>> begin
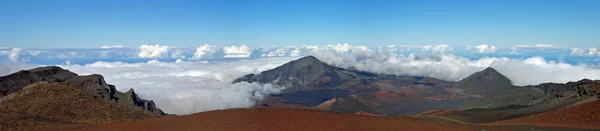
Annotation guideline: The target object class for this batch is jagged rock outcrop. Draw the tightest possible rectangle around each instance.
[0,81,159,131]
[457,68,600,117]
[118,88,167,116]
[233,56,358,88]
[0,66,166,115]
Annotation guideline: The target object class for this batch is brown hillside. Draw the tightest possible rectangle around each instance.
[49,108,486,131]
[497,100,600,129]
[0,82,158,131]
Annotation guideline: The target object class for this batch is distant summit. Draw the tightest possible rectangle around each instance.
[0,66,166,115]
[457,67,513,96]
[233,56,357,88]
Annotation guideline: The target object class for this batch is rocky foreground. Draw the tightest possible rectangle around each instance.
[0,82,160,131]
[44,108,592,131]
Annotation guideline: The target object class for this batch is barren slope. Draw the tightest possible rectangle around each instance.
[497,100,600,129]
[0,82,158,131]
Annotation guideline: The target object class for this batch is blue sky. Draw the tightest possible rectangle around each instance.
[0,0,600,48]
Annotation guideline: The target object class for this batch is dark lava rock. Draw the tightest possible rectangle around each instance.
[0,66,166,115]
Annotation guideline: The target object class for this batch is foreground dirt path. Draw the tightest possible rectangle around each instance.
[44,108,596,131]
[44,108,482,131]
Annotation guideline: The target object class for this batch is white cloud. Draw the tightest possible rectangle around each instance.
[137,44,170,58]
[2,48,21,61]
[223,45,252,58]
[171,48,185,59]
[570,47,600,56]
[327,43,352,53]
[514,44,558,48]
[48,57,297,115]
[290,48,301,56]
[192,44,217,59]
[467,44,498,54]
[100,45,123,49]
[316,52,600,85]
[421,44,454,53]
[588,47,600,55]
[265,48,287,57]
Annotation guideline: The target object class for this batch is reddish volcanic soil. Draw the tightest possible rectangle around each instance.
[49,108,488,131]
[494,100,600,129]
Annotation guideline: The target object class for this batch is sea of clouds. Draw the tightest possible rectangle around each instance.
[0,44,600,114]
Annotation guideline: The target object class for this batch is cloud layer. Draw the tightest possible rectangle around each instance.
[315,49,600,85]
[55,58,295,114]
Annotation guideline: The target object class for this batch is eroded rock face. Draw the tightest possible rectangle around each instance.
[0,66,166,115]
[0,81,159,131]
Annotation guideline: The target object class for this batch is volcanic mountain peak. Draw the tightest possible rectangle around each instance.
[457,67,513,95]
[0,66,166,115]
[233,56,357,88]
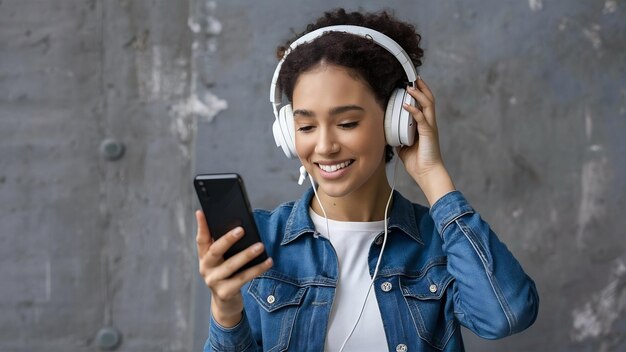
>> end
Written instruction
Please output the material starting at the line containing "batch is rocky" and ending at the line containing "[265,48,287,57]" as a two-column CSV with the columns label_text and boxes. Each row holds one text line under label_text and every coordinate line that follows it under boxes, with each field quoted and line breaks turned into spaces.

Solved exercise
label_text,boxes
"Annotation guideline: The target object class for this batch is rocky foreground. Draw the tightest possible rectangle around each instance.","[0,82,160,131] [44,108,592,131]"
"Annotation guideline: The target object class for this batch is barren slope. Draw the tightest possible rectangle around each instance.","[497,100,600,129] [0,82,158,131]"
"Annotation guideline: The target object class for this batch is blue sky. Draw the tightest possible rectangle around each instance.","[0,0,600,48]"
"Annotation guideline: The target object class for this batch is dark lava rock. Draw the tightest possible rectangle around each instance.","[0,66,166,115]"
"Annotation guideline: The target object class for this batch is foreground dirt path. Draw the tightest possible rectangle around each instance.","[44,108,596,131] [44,108,482,131]"
"Annotation guideline: The target object class for this batch is white cloud. Draw the tightest possible rectangle around each instance.","[137,44,170,58] [2,48,21,61] [223,45,252,58] [171,48,185,59] [570,47,600,56] [327,43,352,53] [514,44,558,48] [48,57,297,115] [290,48,301,56] [192,44,217,59] [467,44,498,54] [100,45,123,49] [316,52,600,85] [421,44,454,53] [588,47,600,55] [265,48,287,57]"